With a sparseness that some might call Japanese, Donovan places a vision inside your head, then makes it psychedelic. With those eight words, at least three different emotions are evoked, pulling in different directions. As a listener I am made ready for sadness, then nostalgia, but what I finally receive is a contradictory picture of meditation and joy. The surreal ambivalence of the stanza rests upon the final word play, which becomes a pivot, a point of gravity. Replace play with grief, and the delicate balancing act collapses into sentimentality. Instead the lyric forms an endless riddle, a Moebius strip of questions involving the simple words sad, play, deep. Each word alters the emotional charge of the vision so profoundly that it adopts a state of perpetual change, ambiguously flowing back and forth between the shifting moods.
“Isle Of Islay” first appeared on the second disc of the 1967 double album A Gift From A Flower To A Garden. Released as a standalone LP under the title For Little Ones in the USA, the record was intended as a concept album for children. In spite of such humble origins, it turned out to be not only a near masterpiece (surpassed only by Sunshine Superman), but the birth of a new genre. Donovan had experimented with the marriage between acoustic folk music and psychedelic modalities on album tracks like the delightful “Legend Of A Girl Child Linda” and the visually evocative “Sand And Foam”, but with
For Little Ones he temporarily surrendered all rock ambitions to concentrate entirely on this wistful, surreal folk with an occasional Eastern touch.
During a 1967 meditation retreat in India, “Isle Of Islay” became an anthemic number among Donovan’s fellow hippies. His Indian guru recognised it as a “transcendental song”, while Donovan more modestly suggested that it might bring the listener “to the edge of transcendence”. Indeed it does. Each time I hear it, I feel as though time has ceased to exist.
“Isle Of Islay” contains only 60 words, and it is a wonder of concentrated craftsmanship. It opens with the island as seen from a seagull’s point of view, high in the sky, then shifts into the perception of a single grain of sand on the beach. The radical change of perspective is mirrored in the musical arrangement, accenting the tonal drop from the opening chords to the last ones, and enforcing this effect even more in the dramatic guitar figure between the verses. The seagulls are part of the ocean, but they are also part of Islay’s beach, where William Blake’s famous line “to see a world in a grain of sand” may invoke a view of Islay as its own world.
Further up the shore we see the farm lad in his complex, psychedelic-childlike state of mind – but Donovan does not linger here. In a manner reminiscent of the later Rilke, he sees no qualitative difference between the people on Islay, or the birds and the sheep, or the landscape itself. The isle is not a human metaphor, but something both more real and harder to grasp. We humans and our existential brooding are merely one stroke on a much wider canvas of experience. It seems almost impossible that Donovan, at the age of 21, could attain such a mature, holistic understanding.
With Zenlike economy, the second verse’s “sheepbell music” introduces animal life, a pastoral lifestyle, and a sound to augment the ocean surf and crying gulls. Donovan’s eyes (and mine and yours) fall upon a single sheep who strays towards the edge of the pasture to look out over the sea, and the singer expresses, in the most gentle way, the sense of not being free and not belonging: “The tide left me here.”

**Records provided:**
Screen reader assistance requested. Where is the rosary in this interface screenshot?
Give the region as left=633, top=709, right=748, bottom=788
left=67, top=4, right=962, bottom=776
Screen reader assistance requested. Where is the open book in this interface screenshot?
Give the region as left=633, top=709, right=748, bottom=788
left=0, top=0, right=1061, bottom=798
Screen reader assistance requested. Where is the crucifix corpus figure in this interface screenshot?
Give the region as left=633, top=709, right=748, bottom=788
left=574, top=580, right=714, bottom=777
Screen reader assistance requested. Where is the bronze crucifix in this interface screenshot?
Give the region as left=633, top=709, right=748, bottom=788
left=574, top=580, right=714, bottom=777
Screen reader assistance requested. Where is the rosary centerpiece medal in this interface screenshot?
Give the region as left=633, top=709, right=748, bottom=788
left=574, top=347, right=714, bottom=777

* * *

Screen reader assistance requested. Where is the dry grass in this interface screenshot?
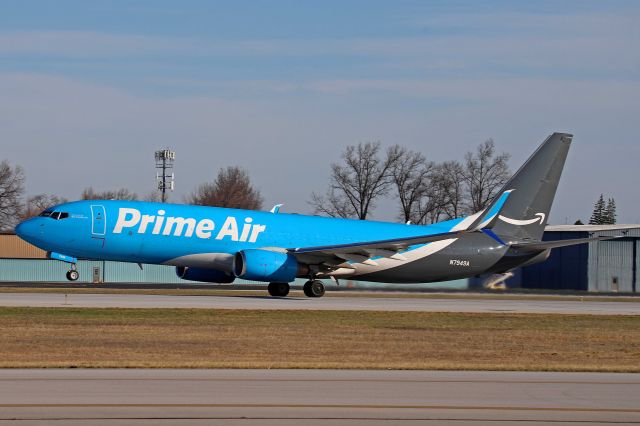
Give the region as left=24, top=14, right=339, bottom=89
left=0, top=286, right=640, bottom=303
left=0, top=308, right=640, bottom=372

--

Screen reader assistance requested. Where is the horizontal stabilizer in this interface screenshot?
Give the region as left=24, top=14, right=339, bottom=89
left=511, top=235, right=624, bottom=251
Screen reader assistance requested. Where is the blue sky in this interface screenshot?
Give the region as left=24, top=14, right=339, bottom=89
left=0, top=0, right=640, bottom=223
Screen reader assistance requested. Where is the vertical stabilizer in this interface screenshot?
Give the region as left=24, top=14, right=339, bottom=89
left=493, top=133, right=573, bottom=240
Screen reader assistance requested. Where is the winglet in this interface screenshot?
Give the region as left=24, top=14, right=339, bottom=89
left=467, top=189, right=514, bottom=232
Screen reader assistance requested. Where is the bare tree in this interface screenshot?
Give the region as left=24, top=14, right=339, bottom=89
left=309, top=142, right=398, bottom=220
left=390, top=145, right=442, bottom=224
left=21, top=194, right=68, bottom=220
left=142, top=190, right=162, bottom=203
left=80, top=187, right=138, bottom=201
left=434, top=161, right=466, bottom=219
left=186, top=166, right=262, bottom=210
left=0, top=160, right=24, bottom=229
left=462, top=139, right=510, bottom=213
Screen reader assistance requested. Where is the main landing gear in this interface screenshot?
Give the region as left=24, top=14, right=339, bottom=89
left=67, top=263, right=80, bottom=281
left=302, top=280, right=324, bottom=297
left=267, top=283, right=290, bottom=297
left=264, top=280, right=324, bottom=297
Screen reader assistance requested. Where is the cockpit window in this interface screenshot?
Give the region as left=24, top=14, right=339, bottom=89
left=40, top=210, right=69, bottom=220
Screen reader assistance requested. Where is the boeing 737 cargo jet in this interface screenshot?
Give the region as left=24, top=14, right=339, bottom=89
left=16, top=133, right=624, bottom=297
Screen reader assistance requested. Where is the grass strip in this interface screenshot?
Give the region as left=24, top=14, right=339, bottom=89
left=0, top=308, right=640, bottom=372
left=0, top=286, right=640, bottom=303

**Requirement 1:** In the essay on Donovan's "Isle Of Islay", under what title was A Gift From A Flower To A Garden released as a standalone LP in the USA?
**Requirement 2:** Reproduce the part of the essay on Donovan's "Isle Of Islay" that runs from "Further up the" to "mature, holistic understanding.".
**Requirement 3:** Write the next part of the essay on Donovan's "Isle Of Islay", picking up after its final sentence.

**Expected output 1:** For Little Ones

**Expected output 2:**
Further up the shore we see the farm lad in his complex, psychedelic-childlike state of mind – but Donovan does not linger here. In a manner reminiscent of the later Rilke, he sees no qualitative difference between the people on Islay, or the birds and the sheep, or the landscape itself. The isle is not a human metaphor, but something both more real and harder to grasp. We humans and our existential brooding are merely one stroke on a much wider canvas of experience. It seems almost impossible that Donovan, at the age of 21, could attain such a mature, holistic understanding.

**Expected output 3:**
But in the third and final verse, the longing for the ocean is replaced by the comfort of the island. The shore and the pasture are left behind as we enter the forest where songbirds succeed the seagulls, while the sky’s freedom of space gives way for the joy of aesthetic creation. This music is not the ringing bells of the domesticated sheep, but spontaneous song affirming the habitat of an untouched woodland, along with words that imply a homestead: “blessed” and “neat”. Donovan’s lyrics reflect a central theme of the psychedelic experience: the enjoyment of everyday life (on Islay) while awaiting a return to higher transcendence (the ocean).
The song closes with an observation that puts the listener firmly on Islay rather than in some symbolic abstraction, and this is the peat that has been cut up into thousands of bricks to dry and later be collected. This is a late phase in the pastoral biosphere; dead moss found useful by humans after nature has discarded it. When Donovan sings of the cut peat, he recalls the seeds at the beginning of the growth cycle, seeds which in turn recall the grains and pebbles on Islay’s beach.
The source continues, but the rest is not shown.